> **Aim**
Reproduce the data below with every occurrence of "pointer" replaced by "locator" and everything else unchanged. Omit the pictures from your answer.

> **Given data**
>> begin

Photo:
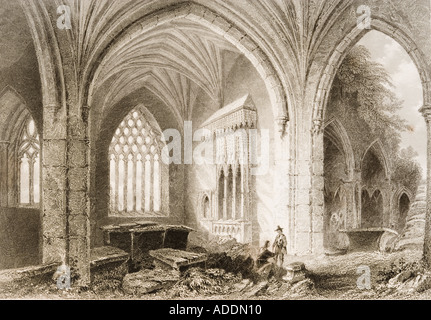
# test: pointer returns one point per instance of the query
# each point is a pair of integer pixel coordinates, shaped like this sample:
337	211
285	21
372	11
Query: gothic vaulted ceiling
173	61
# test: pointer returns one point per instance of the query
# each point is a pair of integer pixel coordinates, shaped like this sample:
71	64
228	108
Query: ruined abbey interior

>> end

> **Result of the task**
Photo:
# test: locator returns one point per instance of the query
# each point is a pair of integer pixel coordinates, shaped like this sample:
337	211
285	21
372	11
Query: gothic vaulted ceiling
173	61
# test: locator returns one point per instance of the query
# each point is a pair of integer pixel coordinates, shaped like this sample:
71	64
228	108
Query: ruined abbey interior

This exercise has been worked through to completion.